• What you need to do: A line below contains "Curation task — class label: dirt", and a later one contains "Curation task — class label: wheel". Repeat both, with every line between them, exactly.

#### Data for the task

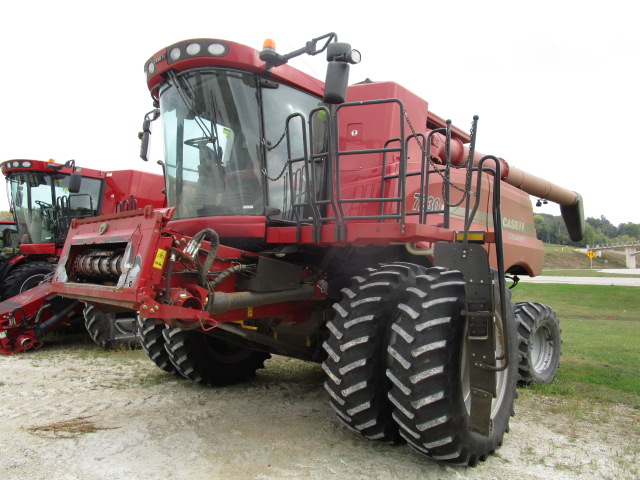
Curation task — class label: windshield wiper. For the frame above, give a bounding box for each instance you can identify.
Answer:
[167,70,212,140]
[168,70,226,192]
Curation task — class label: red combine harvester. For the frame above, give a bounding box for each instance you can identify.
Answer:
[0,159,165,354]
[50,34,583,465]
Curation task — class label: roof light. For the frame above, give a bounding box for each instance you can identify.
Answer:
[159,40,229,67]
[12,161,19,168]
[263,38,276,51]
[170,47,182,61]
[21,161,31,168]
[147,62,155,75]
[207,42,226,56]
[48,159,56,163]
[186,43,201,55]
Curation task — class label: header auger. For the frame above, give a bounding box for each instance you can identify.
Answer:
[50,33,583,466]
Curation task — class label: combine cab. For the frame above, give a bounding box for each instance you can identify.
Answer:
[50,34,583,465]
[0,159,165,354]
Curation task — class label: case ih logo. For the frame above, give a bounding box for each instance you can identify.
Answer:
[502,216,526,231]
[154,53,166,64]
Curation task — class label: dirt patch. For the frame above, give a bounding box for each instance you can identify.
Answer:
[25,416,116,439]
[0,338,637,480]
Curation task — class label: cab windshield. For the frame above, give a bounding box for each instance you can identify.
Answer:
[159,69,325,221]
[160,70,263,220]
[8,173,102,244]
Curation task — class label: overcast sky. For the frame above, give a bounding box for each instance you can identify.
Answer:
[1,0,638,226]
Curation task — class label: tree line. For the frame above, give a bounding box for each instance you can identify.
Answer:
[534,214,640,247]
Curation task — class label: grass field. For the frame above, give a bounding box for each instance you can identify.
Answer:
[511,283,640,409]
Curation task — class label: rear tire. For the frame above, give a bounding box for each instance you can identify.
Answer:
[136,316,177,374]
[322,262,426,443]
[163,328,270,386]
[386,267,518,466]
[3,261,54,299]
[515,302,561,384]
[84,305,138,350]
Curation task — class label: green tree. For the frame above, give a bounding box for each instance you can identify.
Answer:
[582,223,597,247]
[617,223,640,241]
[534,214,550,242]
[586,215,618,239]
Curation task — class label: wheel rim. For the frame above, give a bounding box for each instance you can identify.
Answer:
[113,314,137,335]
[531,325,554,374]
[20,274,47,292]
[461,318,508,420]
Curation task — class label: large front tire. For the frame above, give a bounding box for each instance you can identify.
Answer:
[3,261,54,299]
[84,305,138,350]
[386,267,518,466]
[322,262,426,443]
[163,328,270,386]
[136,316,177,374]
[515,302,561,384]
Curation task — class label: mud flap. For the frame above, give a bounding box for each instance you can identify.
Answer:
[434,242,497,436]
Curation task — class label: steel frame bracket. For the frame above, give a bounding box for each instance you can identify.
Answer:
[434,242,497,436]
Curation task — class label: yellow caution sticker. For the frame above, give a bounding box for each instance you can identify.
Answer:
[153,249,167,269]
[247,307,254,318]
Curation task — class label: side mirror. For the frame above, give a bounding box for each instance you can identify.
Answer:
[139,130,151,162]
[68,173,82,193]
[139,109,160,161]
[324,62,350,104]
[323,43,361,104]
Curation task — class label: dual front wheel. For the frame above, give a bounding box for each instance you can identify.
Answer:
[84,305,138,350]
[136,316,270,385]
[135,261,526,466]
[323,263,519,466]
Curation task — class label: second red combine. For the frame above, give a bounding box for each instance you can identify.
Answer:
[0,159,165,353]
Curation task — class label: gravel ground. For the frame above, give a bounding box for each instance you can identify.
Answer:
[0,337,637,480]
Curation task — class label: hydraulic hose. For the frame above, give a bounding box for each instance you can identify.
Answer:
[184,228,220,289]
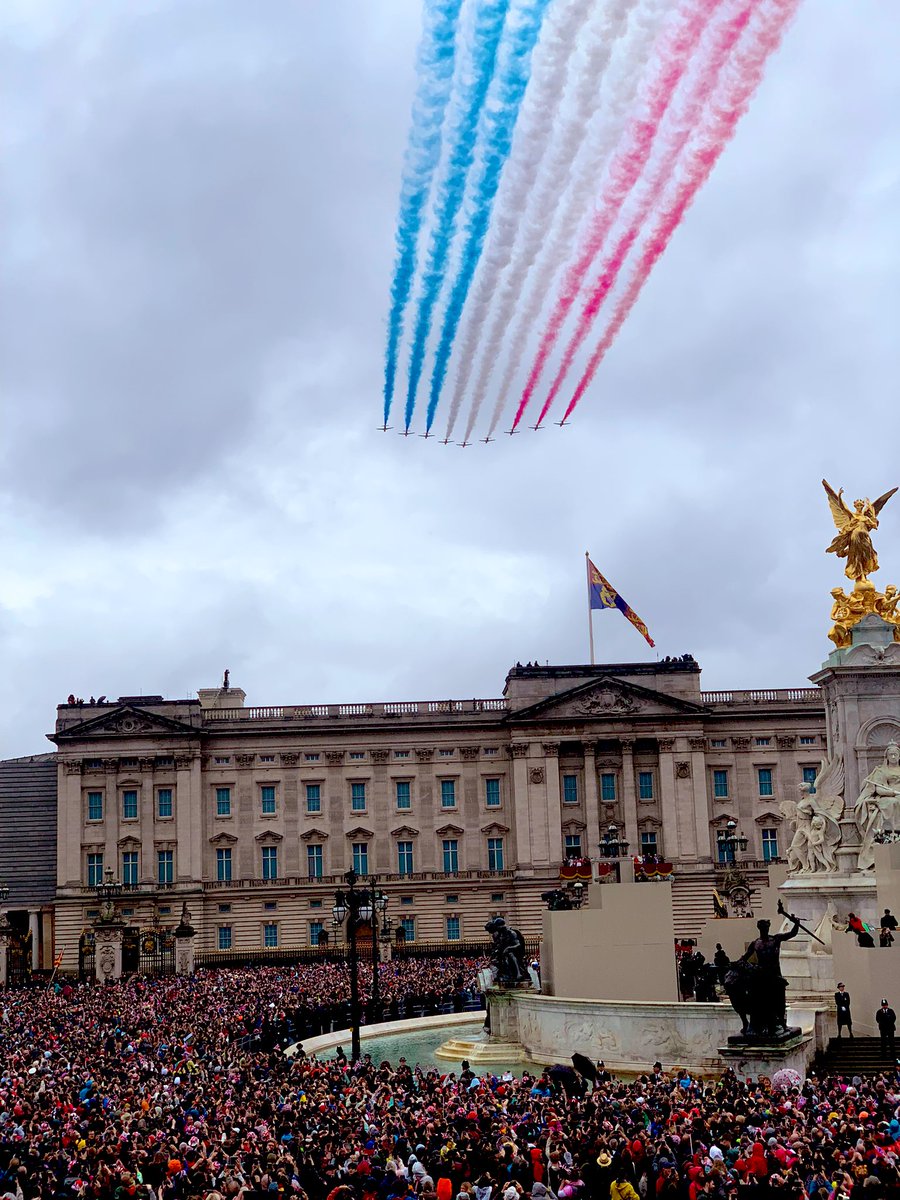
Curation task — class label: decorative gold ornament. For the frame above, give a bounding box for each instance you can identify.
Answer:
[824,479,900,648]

########
#### Data for the task

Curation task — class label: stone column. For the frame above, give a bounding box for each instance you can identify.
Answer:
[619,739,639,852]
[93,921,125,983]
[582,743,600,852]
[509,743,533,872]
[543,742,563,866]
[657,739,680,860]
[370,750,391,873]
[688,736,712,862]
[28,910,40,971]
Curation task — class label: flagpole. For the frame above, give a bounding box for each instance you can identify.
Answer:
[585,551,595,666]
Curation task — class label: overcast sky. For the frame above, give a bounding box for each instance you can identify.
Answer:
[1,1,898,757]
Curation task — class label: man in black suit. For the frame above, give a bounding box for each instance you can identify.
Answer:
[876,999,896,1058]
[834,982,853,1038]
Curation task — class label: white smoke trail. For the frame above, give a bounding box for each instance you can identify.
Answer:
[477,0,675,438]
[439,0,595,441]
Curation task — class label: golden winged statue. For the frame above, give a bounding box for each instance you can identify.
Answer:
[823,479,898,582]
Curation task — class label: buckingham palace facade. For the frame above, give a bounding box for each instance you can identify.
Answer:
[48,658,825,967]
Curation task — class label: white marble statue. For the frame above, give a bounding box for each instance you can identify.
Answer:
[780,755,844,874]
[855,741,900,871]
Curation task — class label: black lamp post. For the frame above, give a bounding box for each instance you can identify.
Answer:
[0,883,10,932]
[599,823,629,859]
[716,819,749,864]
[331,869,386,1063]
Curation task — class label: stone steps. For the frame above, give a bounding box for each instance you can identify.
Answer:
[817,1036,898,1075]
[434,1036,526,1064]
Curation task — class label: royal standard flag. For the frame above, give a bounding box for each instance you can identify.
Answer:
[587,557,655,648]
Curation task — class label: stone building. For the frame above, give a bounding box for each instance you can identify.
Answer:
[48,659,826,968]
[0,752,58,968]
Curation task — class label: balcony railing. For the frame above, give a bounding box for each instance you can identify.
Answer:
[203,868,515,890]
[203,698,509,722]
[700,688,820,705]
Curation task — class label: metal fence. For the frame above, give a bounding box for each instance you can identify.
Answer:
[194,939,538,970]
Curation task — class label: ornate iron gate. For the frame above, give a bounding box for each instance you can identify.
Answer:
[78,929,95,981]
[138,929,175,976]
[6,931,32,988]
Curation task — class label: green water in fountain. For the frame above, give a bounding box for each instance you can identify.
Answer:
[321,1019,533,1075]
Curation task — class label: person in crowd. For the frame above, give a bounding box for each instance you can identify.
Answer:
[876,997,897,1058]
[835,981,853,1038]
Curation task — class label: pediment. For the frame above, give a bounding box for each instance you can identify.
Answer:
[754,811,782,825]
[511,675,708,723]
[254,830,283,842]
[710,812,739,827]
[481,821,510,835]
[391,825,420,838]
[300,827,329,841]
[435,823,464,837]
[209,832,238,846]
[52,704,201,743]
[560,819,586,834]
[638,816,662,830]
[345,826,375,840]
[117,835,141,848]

########

• Finished exercise:
Curation task — class label: dirt patch. For the frame above, give a bounding box for each instance you can identify.
Answer:
[25,416,116,439]
[0,338,637,480]
Curation task — class label: cab windshield. For the frame above, give a bounding box for each instance you can identify.
Answer:
[159,69,325,221]
[160,70,263,220]
[8,173,102,244]
Curation task — class label: overcast sky. For the frame above, give a bounding box for each instance you can identify.
Answer:
[1,0,638,226]
Curation task — class label: tree line. For the frame above, give a bounding box for each instance you can identify.
Answer:
[534,214,640,247]
Curation task — class label: grass field. For the frame above, give a bounding box for each instance you can identify.
Answer:
[511,283,640,409]
Curation task — class label: rear tire. For the frame above, give a bounding box for each instance you can identify.
Answer:
[136,316,177,374]
[322,262,426,443]
[163,328,270,386]
[386,267,518,466]
[3,261,54,299]
[515,302,561,384]
[84,305,138,350]
Curation task — class label: green tree. For the frame above, give a bounding box for each instance you can identify.
Answer:
[582,223,597,247]
[617,223,640,241]
[534,214,550,242]
[586,215,618,239]
Curation task — class label: wheel rim. For the frame above, give a bounding box for each instance you can identify.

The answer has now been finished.